PROBLEM DETAILS: Print the data that follows exactly.

PROVIDED RECORDS:
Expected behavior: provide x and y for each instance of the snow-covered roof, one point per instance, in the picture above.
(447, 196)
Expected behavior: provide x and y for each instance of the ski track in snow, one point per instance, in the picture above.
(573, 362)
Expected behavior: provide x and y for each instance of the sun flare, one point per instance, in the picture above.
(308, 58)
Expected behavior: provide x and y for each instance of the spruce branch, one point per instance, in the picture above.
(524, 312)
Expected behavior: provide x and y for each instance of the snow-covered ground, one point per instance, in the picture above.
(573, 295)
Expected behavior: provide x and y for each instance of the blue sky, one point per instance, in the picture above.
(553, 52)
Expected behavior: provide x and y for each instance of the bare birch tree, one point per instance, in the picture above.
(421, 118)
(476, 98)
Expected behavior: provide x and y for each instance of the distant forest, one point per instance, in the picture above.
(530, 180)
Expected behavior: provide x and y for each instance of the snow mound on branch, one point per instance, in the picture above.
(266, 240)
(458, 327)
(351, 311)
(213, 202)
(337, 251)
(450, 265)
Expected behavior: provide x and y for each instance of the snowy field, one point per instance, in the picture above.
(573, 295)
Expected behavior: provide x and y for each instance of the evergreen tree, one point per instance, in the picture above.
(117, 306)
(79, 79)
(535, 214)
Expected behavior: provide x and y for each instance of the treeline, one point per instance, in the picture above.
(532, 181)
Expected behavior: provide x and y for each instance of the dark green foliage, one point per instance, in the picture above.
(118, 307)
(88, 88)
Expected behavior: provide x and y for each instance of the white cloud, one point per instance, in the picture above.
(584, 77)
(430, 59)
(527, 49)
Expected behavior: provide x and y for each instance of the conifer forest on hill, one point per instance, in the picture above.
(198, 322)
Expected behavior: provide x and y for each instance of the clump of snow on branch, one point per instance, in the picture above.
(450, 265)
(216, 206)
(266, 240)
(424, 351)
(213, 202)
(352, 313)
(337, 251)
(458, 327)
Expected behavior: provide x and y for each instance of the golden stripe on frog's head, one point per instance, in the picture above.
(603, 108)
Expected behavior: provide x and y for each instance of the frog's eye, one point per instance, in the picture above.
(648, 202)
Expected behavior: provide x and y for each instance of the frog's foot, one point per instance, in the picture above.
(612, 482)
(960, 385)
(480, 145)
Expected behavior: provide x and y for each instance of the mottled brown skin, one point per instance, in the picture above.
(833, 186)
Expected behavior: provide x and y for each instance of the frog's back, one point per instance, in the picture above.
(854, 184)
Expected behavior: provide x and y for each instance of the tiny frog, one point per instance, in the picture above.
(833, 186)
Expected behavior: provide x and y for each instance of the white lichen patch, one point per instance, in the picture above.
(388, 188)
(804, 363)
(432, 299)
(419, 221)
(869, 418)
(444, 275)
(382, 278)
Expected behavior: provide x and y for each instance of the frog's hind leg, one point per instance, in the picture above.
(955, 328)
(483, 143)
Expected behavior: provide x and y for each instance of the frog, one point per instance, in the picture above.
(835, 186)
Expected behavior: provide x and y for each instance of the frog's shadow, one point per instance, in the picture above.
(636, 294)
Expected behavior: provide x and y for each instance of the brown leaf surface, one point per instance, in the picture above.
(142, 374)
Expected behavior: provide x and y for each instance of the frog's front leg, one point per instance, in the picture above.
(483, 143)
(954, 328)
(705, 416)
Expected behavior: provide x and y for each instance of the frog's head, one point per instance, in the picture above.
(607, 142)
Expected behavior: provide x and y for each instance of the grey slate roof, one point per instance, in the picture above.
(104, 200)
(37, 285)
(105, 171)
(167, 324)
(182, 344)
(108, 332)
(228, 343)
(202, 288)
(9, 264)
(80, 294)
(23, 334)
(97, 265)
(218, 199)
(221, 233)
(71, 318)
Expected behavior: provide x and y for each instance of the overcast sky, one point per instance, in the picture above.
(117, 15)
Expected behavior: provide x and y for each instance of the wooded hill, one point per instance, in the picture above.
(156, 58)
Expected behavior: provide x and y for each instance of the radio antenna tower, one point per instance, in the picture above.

EXERCISE OUTPUT:
Expected behavior: provide x and y for each instance of the snow-covered roof, one point per instance, in the picture above.
(447, 196)
Expected behavior: provide x and y for each instance of the ski track in snow, one point per instance, in the picture above.
(573, 362)
Expected behavior: provide x and y for each instance of the sun flare, one point per instance, in the picture above.
(308, 58)
Expected behavior: provide x and y for each instance of the spruce branch, one point per instance, in the picture above.
(524, 312)
Expected behavior: provide x and y for each instance of the snow-covered ground, one point per instance, in the picture above.
(573, 295)
Expected behavior: provide x and y for each instance of the blue sky, one point per instance, in the picture above.
(553, 52)
Expected behavior: provide x and y for each instance of the bare birch tree, one point per instance, in the picture above.
(421, 118)
(476, 98)
Expected behavior: provide x and y for each instance of the distant forest, one point per instance, in the picture above.
(530, 180)
Expected behavior: provide x and y for each instance of the snow mound on branch, one point per instance, in the picture above.
(266, 240)
(458, 327)
(351, 311)
(213, 202)
(337, 251)
(450, 265)
Expected behavior: provide x and y for each instance of the snowy field, one point per instance, in the picture above.
(573, 295)
Expected behavior: provide x and y for each instance of the evergreen tree, one point per instance, in the picture above.
(117, 306)
(79, 79)
(535, 214)
Expected behavior: provide x and y for each instance of the treeline, one point per instance, in the picture above.
(532, 181)
Expected behavior: provide x and y for each instance of the dark green foliage, one point per instance, in the picture above.
(118, 307)
(88, 88)
Expected behavior: provide x and y for each instance of the white cloud, one point per instance, in the picture above.
(584, 77)
(430, 59)
(527, 49)
Expected behavior: provide x and y for each instance of the conifer forest on hill, one point per instance, in the picture above.
(198, 322)
Expected behavior: provide x and y for each instance of the clump of snow on branch, one point per instance, in the picture above.
(450, 265)
(216, 206)
(266, 240)
(424, 351)
(213, 202)
(352, 313)
(337, 251)
(458, 327)
Expected behavior: provide x and y for each instance of the golden stripe on frog's head, one point per instance, in the picture above.
(603, 108)
Expected behavior: provide x and y for each instance of the frog's eye, one point per instance, in the picture above.
(648, 202)
Expected behavior: provide x and y for each instance of the frog's foot, one point per instance, in the picture above.
(612, 482)
(960, 385)
(480, 145)
Expected behavior: provide x and y for each instance of the mottled brown skin, one point per instance, in the picture above.
(833, 186)
Expected behavior: provide x and y for each instance of the frog's back, one point per instance, in the picture above.
(854, 184)
Expected behavior: provide x and y for each instance of the tiny frog, one point per instance, in the picture above.
(833, 186)
Expected behavior: provide x and y for each instance of the white lichen patch, one point per instance, in the picture above.
(388, 188)
(804, 363)
(432, 299)
(419, 221)
(869, 418)
(444, 275)
(382, 278)
Expected behavior: provide x and y for each instance of the frog's hind leg, one point per instance, in the picture above.
(955, 328)
(483, 143)
Expected behavior: provide x and y for each instance of the frog, one point per instance, in the picture above.
(835, 186)
Expected behavior: provide x and y for each instance of the frog's shadow, one point per instance, in the picture above.
(636, 294)
Expected behavior: provide x and y for each instance of the brown leaf surface, one point per instance, in the picture above.
(142, 374)
Expected behavior: provide x and y for each instance of the frog's front leg, one point per instance, in the picture above.
(483, 143)
(954, 328)
(705, 416)
Expected behavior: provide x and y for each instance of the frog's head, one point per instance, in the picture above.
(607, 142)
Expected behavior: provide x and y for each instance of the grey slate roof, one point per instance, in the picture above.
(104, 200)
(37, 285)
(105, 171)
(167, 324)
(182, 344)
(108, 332)
(228, 343)
(202, 288)
(9, 264)
(80, 294)
(23, 334)
(97, 265)
(218, 199)
(221, 233)
(71, 318)
Expected behavior: provide x and y for each instance of the overcast sky, one point per instance, in the picture above.
(117, 15)
Expected behavior: provide x and y for each instance of the wooded hill, one point per instance, in the picture above.
(156, 58)
Expected behavior: provide x and y for each instance of the radio antenna tower, one point per instance, in the picture above.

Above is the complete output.